(Data entries)
+---+
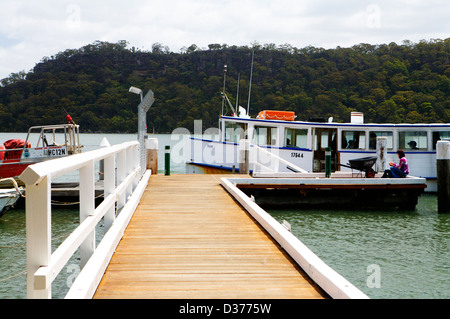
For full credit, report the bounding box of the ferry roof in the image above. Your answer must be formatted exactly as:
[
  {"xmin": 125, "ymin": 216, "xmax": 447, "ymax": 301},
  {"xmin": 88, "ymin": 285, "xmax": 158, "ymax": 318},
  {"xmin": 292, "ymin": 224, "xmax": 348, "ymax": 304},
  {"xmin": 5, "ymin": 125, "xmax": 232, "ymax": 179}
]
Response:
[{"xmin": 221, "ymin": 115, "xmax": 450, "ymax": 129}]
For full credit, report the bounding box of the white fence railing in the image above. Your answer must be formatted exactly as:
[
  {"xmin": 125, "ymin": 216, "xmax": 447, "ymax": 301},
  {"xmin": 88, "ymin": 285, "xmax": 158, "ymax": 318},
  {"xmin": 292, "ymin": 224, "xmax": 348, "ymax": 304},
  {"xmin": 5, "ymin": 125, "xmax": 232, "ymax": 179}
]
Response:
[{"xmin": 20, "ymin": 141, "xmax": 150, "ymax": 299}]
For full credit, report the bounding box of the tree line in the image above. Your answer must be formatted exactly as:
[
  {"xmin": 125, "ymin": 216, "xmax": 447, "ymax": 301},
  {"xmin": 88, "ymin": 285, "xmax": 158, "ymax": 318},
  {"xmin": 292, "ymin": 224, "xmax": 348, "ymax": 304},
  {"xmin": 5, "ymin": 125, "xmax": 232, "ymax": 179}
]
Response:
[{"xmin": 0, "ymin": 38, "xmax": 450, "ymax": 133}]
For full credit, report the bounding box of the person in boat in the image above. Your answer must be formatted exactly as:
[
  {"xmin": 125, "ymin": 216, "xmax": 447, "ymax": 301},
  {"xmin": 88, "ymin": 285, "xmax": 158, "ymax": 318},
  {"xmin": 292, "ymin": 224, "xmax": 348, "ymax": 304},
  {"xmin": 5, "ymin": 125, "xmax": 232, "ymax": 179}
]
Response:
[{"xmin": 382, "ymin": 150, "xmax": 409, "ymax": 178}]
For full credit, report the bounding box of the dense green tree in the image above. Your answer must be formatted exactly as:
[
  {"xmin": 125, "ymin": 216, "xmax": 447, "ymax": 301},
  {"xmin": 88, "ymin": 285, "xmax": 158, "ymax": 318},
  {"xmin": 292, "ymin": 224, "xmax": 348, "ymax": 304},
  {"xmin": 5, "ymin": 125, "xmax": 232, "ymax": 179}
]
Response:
+---+
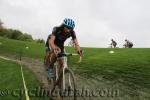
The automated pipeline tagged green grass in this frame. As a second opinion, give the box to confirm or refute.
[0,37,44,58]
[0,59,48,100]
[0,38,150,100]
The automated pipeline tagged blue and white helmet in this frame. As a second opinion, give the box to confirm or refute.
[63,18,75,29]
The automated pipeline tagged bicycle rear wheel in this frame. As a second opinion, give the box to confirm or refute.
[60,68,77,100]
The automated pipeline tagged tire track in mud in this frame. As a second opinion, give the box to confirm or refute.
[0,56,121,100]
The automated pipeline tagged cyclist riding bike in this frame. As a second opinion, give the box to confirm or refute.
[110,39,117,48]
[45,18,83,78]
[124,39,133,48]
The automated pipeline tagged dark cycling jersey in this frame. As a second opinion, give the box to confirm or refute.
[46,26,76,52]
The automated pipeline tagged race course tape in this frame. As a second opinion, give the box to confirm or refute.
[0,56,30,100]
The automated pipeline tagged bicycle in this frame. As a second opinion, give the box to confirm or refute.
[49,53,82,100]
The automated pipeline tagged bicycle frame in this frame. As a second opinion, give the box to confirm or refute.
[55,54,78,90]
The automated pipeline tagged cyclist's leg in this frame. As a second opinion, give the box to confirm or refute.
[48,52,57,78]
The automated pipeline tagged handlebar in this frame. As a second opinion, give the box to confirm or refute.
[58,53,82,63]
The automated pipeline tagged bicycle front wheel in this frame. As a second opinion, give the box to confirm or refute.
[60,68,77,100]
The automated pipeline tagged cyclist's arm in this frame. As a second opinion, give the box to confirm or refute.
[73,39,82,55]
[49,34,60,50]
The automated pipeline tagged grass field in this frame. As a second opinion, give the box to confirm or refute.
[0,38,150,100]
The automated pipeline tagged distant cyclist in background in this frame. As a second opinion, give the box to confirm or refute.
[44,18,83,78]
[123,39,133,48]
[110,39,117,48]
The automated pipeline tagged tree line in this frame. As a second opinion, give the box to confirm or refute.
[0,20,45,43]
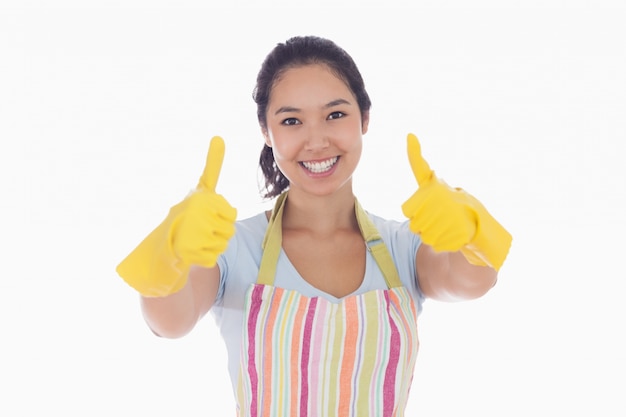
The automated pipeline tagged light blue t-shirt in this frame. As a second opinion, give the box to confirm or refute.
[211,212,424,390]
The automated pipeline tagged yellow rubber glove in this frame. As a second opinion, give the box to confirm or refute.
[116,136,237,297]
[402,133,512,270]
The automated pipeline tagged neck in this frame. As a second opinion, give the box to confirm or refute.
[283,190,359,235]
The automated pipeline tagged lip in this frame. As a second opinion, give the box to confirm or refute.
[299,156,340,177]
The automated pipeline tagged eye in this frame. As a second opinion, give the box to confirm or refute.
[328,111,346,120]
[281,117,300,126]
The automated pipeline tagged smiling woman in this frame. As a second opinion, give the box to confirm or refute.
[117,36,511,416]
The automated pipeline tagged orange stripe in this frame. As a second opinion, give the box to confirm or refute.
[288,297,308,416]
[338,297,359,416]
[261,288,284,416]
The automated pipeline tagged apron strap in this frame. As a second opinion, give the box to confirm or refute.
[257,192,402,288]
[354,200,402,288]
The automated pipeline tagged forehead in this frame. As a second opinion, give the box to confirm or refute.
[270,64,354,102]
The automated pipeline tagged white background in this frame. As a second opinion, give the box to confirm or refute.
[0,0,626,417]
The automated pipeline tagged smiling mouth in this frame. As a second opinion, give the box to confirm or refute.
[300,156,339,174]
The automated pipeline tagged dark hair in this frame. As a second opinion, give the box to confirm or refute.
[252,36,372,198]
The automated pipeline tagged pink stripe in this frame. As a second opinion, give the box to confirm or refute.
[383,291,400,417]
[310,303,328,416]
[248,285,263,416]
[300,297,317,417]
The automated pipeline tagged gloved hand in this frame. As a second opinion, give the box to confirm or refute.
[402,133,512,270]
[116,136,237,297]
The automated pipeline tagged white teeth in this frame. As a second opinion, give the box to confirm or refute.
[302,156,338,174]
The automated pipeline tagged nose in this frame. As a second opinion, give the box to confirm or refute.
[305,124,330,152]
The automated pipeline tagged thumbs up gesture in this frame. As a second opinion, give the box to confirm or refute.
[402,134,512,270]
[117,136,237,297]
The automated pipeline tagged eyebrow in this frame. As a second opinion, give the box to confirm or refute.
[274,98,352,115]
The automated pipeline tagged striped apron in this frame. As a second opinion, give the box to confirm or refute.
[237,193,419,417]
+---+
• [What is needed] Recast the lines starting with the one that contains "The automated pipeline tagged thumbs" and going on through the one that contains "[237,193,419,417]" as a JSON list of strings, one string per line, with blank lines left out.

• [Exercise result]
[
  "The automated pipeline tagged thumbs up gesture in this frame. As a second opinion, give the box to confirm or refute.",
  "[402,134,512,270]",
  "[117,136,237,297]",
  "The automated pipeline tagged eyebrow in this frame. As a second opinion, give the box to confirm or refute.",
  "[274,98,352,115]",
  "The automated pipeline tagged striped apron in this frame. As a second opinion, give the box to confirm or refute.",
  "[237,193,419,417]"
]